■ **Supplied material**
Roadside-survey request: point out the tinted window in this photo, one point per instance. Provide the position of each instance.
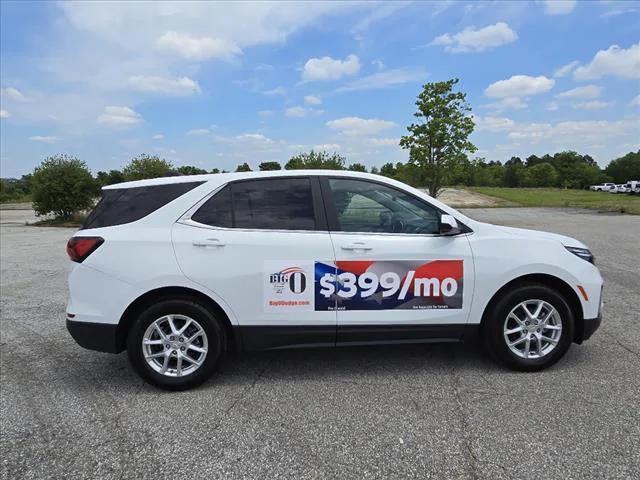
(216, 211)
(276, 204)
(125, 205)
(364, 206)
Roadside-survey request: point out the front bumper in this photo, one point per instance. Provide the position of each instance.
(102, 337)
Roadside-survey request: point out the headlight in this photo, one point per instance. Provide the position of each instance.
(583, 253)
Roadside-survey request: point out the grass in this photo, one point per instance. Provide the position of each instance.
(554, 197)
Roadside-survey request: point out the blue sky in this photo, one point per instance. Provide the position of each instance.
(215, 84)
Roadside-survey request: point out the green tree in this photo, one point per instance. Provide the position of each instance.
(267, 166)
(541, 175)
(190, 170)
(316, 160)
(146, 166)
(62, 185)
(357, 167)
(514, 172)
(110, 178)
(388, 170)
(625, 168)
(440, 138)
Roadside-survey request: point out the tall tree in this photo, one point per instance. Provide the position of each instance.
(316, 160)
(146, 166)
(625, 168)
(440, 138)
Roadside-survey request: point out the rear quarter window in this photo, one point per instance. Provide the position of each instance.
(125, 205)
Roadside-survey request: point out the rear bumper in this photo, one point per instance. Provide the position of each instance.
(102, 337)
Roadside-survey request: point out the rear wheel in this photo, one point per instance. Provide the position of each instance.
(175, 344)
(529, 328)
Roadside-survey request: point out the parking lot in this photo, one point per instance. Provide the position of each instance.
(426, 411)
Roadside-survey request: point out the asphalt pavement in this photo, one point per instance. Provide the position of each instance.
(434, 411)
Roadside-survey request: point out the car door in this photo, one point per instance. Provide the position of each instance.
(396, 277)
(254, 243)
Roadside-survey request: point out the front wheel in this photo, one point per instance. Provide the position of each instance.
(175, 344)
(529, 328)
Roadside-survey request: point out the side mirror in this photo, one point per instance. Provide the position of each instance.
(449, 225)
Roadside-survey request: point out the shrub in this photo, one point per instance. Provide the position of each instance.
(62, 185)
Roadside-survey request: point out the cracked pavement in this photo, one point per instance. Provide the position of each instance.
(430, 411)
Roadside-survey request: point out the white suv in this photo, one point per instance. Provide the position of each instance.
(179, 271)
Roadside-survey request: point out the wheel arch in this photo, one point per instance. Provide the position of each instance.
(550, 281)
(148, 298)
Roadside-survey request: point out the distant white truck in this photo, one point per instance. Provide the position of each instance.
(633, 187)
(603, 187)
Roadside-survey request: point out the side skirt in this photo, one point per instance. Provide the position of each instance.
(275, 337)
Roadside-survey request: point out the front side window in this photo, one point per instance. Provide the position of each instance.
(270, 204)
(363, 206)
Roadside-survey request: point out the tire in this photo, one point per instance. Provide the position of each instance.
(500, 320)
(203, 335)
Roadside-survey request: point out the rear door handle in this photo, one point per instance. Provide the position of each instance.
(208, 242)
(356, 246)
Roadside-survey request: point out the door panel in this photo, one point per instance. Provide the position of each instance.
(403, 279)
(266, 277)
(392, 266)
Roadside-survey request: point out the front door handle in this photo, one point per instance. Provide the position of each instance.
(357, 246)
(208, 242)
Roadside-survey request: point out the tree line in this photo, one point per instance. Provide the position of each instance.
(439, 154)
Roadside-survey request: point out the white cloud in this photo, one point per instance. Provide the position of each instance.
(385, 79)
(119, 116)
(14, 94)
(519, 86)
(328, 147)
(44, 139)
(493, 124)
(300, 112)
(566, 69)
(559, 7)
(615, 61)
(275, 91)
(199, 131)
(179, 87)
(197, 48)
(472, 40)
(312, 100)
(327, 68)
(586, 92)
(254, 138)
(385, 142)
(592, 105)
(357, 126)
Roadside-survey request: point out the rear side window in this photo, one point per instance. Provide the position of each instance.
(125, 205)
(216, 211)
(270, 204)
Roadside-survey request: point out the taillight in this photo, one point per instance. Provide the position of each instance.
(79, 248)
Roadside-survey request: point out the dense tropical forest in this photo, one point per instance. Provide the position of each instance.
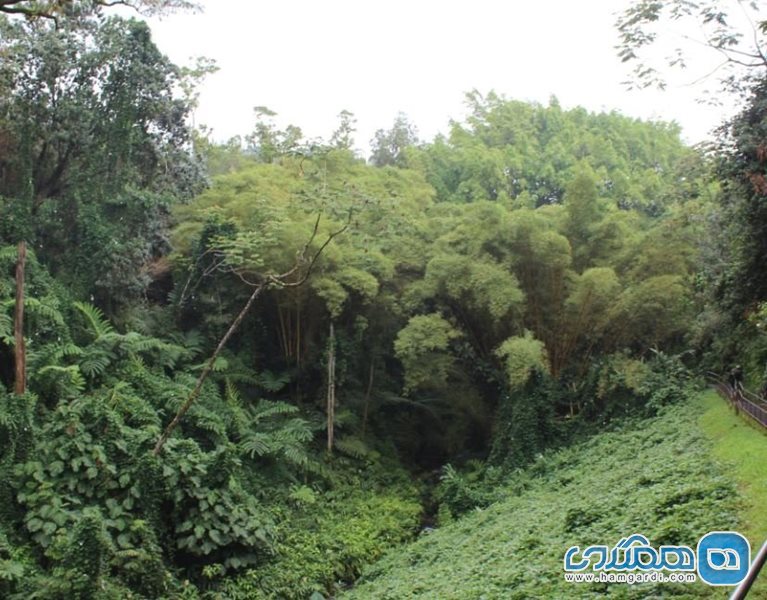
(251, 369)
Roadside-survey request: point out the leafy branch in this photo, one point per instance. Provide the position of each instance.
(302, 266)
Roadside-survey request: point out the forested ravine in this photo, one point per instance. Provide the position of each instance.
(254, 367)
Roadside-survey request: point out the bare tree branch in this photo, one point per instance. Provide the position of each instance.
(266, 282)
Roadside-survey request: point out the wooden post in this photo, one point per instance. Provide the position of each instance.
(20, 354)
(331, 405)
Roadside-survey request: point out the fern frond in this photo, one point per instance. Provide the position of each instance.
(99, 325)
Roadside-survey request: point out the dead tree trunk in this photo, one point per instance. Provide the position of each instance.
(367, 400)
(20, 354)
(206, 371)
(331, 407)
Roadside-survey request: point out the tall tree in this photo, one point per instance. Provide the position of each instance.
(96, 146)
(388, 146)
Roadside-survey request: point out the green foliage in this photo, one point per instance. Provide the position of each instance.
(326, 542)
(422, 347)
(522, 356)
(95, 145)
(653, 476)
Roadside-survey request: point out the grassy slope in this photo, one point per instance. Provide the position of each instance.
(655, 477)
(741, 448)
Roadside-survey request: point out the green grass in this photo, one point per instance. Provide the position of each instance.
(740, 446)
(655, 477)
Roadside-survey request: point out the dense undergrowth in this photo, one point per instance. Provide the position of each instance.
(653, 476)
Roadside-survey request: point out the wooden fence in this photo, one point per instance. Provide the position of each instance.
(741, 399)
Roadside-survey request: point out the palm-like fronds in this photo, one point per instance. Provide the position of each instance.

■ **Exercise objective**
An exact transcription of all the entries is required, without the pictures.

■ **Written answer**
Roadside-survey request: point out the tinted window in this photo, one point per instance. Provide the position of each instance.
(216, 211)
(276, 204)
(125, 205)
(364, 206)
Roadside-survey request: point out the front bumper in this photo, one point per instance. Provide the position of each instance.
(102, 337)
Roadside-survey request: point out the headlight in this photo, one point per instance. Provide the position of each instance.
(583, 253)
Roadside-survey request: point out the grass in this photo, one point per instance. Provide the position of each instance.
(554, 197)
Roadside-survey request: point out the blue sky in this photo, one point per instance. Provide the position of each instance.
(215, 84)
Roadside-survey request: point out the green tree in this photo, one point per instance. Provide the position of each instance.
(267, 166)
(541, 175)
(190, 170)
(316, 160)
(146, 166)
(62, 185)
(357, 167)
(514, 172)
(110, 178)
(388, 170)
(625, 168)
(440, 138)
Roadside-survey request: point out the tall tree in this photo, one point per instance. Provide the position of each instance.
(316, 160)
(146, 166)
(625, 168)
(440, 138)
Roadside-survey request: point out the rear quarter window in this photo, one point per instance. Provide the position of each instance.
(125, 205)
Roadside-survey request: point out the rear bumper in this photo, one point per instance. Provide the position of each instance.
(102, 337)
Roadside-survey request: point out the rear wheel in this photo, one point per instance. Provide the position of each instance.
(175, 344)
(529, 328)
Roadside-survey request: point out the parking lot in this photo, one point per instance. Provide the position of each instance.
(426, 411)
Roadside-survey request: point out the asphalt pavement in this photo, one point per instance. Provide the position of each instance.
(434, 411)
Roadside-survey request: point out the car door in this photo, one point per instance. Provide the position of each instance.
(396, 277)
(254, 243)
Roadside-survey request: point out the front wheel in this photo, one point per instance. Provide the position of each instance.
(175, 344)
(529, 328)
Roadside-survey request: point out the side mirror in this photo, one point per instance. Provide the position of each instance.
(449, 225)
Roadside-survey request: point out the shrub in this photo, one point per instance. Provide the position of each instance.
(62, 185)
Roadside-survey request: point out the cracked pavement in this photo, one point per instance. Provide the position of each instance.
(430, 411)
Roadside-survey request: point out the white suv in this photo, one point per instance. Provide the position of each instance.
(179, 271)
Roadside-survey request: point out the wheel arch in this photo, one point per instance. Provide the position of each instance.
(550, 281)
(148, 298)
Roadside-survey request: point out the distant white truck in this photo, one point per instance. Provide the position of each instance.
(633, 187)
(603, 187)
Roadside-survey request: point out the side skirt in this photo, one point per instance. Provide the position of each instance.
(275, 337)
Roadside-survey request: point out the front side window in this photo, one point per instance. Provide the position of each instance.
(270, 204)
(363, 206)
Roadside-survey request: point out the tire in this photo, one point per instance. Provide the position of each instance.
(500, 320)
(203, 335)
Roadside-survey request: point out the rear door handle in this photo, one point per instance. Provide the position of each instance.
(208, 242)
(356, 246)
Roadside-survey request: point out the door panel in this photo, one point per instance. Provide the position of each instance.
(403, 279)
(266, 277)
(392, 266)
Roadside-survey request: point out the front door handle in this photo, one point per instance. Provide the position of each instance.
(357, 246)
(208, 242)
Roadside-survey request: point out the tree line in this photo, one point per instance. Provide the position of each instance.
(439, 154)
Roadside-survey request: point out the white cloud in this photo, one point per instance. Provide the position of each instance.
(385, 79)
(119, 116)
(14, 94)
(519, 86)
(328, 147)
(44, 139)
(493, 124)
(300, 112)
(566, 69)
(559, 7)
(615, 61)
(275, 91)
(199, 131)
(179, 87)
(197, 48)
(472, 40)
(312, 100)
(327, 68)
(586, 92)
(254, 138)
(385, 142)
(592, 105)
(357, 126)
Roadside-survey request: point out the rear side window in this photo, one point per instance. Provide the position of each instance.
(125, 205)
(216, 211)
(270, 204)
Roadside-survey request: point out the taillight in this photo, one point per instance. Provide the position of each instance.
(79, 248)
Roadside-survey request: point out the dense tropical forest in this photo, one point per instance. Provide the position of each instance.
(251, 369)
Roadside-survey request: point out the leafy branch in this photo, one point per instance. Provide the position of each instance.
(302, 266)
Roadside-survey request: point out the forested ravine in this photo, one point per instance. Provide the position of each instance.
(254, 367)
Roadside-survey request: point out the bare tree branch in this photo, one point per instance. Provide the position of each instance.
(266, 282)
Roadside-survey request: point out the wooden post in this photo, one point per instance. Provide the position of each instance.
(20, 354)
(331, 405)
Roadside-survey request: point out the fern frond in this photo, one point per instance. Provide the position of each instance.
(99, 325)
Roadside-survey request: point out the dead tree trunk in this photo, one point per instance. Provide the position of each instance.
(367, 400)
(20, 354)
(206, 371)
(331, 407)
Roadside-survey request: point out the tall tree in this photo, one point per instance. Provide the position of each instance.
(96, 146)
(388, 146)
Roadside-survey request: point out the green foliage in this photo, one point per instance. Provide the position of each instance.
(326, 542)
(422, 347)
(522, 356)
(95, 145)
(653, 476)
Roadside-survey request: point out the grassy slope in this photo, one point per instance. Provide the position of each instance.
(655, 477)
(741, 448)
Roadside-survey request: point out the green grass in this photo, one point per instance. Provide the position of each instance.
(740, 446)
(655, 477)
Roadside-survey request: point out the dense undergrowth in this photo, one point per instance. Provide the position of each instance.
(653, 476)
Roadside-survey request: point out the wooden fence in this photo, one point per instance. Provide the position of each instance.
(741, 399)
Roadside-survey request: point out the palm-like fronds in this photo, one point per instance. Provide the position of each instance.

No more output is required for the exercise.